## Exercise goal
In the forum thread below, who is Fangu writing the next piece for?

## Excerpt to read
· · · · ·
General writing fiction discussion thrad.

Roger

He/him
AKA
Minato
^ Yeah, but they had a chance to expand upon it in CC but didn't take that opportunity before the Nibelheim mission. They were fixed re: the actual dialogue and events in Nibelheim (minus the Genesis retcon), but they had a lot of freedom in the writing prior to Nibelheim.

I do not deny that some of it is simply my huge dissatisfaction over how "humanity" is treated in FF7, where not being genetically 100% human is apparently bad enough to break a lot of characters.

Not really, it all hitting in one big punch in Nibelheim is what broke Sephiroth. If the truth dawned on him little by little over the course of three years, it'd make him a very different character.
 

Fangu

Great Old One
Re: fanfiction as fiction

I've started working on my next piece, which is Balfran smut for Carlie :monster: But I've decided to write it slightly crossover re: fanfic/fic - I'm trying to write it interesting and proper while still making it comforty.

It's an experiment, one I'm really enjoying so far because it lets me focus on techniques while knowing I'm writing it for someone. Best of both worlds?
 

Fangu

Great Old One
Oh, and
So I have a question regarding parent/child relationships in fiction.
· · · · ·
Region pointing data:

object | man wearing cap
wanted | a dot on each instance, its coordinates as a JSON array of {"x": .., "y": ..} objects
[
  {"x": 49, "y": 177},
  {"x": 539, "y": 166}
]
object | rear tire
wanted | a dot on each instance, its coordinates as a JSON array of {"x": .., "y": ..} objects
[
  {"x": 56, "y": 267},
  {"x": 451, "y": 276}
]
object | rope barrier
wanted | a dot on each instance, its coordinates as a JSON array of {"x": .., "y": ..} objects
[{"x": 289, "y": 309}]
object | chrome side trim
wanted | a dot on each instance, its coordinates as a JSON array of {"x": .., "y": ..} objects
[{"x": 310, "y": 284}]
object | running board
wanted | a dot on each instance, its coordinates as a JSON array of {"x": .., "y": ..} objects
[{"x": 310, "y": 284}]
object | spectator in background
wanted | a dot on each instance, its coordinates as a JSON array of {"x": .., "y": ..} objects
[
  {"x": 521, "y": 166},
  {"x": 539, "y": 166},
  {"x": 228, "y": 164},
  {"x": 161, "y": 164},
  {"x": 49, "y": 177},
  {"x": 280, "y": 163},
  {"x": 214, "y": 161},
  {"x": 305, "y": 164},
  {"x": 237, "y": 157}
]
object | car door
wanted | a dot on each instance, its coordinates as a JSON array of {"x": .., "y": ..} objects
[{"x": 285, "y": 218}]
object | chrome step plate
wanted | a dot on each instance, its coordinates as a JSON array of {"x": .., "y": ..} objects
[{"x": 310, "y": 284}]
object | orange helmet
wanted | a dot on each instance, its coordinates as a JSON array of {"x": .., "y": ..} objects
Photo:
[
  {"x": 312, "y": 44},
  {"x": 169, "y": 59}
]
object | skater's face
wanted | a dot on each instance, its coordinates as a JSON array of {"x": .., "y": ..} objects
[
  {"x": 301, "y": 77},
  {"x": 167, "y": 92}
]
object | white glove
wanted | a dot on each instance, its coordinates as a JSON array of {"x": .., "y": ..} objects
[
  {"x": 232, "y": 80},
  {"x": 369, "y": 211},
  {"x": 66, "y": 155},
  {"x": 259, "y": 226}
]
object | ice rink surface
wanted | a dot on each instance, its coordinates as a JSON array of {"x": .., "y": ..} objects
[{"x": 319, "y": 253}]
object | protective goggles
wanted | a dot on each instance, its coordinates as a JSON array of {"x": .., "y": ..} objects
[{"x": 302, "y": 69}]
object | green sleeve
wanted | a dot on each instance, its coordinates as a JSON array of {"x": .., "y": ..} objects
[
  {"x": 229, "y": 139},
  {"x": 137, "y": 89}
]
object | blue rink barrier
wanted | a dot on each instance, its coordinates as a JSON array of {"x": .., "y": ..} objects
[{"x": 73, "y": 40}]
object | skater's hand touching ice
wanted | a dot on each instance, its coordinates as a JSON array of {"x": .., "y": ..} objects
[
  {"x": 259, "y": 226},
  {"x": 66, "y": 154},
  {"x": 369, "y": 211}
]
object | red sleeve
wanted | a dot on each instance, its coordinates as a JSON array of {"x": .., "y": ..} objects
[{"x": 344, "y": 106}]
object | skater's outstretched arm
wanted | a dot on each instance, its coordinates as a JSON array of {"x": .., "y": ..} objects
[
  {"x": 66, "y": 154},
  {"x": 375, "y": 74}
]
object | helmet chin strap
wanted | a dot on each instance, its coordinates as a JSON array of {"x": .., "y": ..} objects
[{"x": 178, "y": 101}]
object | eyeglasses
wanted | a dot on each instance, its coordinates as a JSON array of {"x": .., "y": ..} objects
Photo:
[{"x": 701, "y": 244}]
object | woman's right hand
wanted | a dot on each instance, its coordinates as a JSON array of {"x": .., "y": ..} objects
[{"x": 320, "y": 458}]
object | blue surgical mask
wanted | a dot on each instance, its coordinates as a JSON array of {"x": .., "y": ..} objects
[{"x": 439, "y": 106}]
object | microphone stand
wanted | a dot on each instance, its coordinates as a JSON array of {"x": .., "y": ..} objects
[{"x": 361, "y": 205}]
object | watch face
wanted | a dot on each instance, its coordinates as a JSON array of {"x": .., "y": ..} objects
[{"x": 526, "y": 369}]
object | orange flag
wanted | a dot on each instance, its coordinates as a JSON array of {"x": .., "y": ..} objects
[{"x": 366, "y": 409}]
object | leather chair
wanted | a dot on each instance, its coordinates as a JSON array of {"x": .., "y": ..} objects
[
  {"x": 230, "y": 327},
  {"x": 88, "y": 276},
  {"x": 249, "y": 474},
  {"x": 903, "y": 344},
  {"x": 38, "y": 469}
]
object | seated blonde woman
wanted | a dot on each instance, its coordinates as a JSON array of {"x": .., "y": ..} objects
· · · · ·
## Task answer
Carlie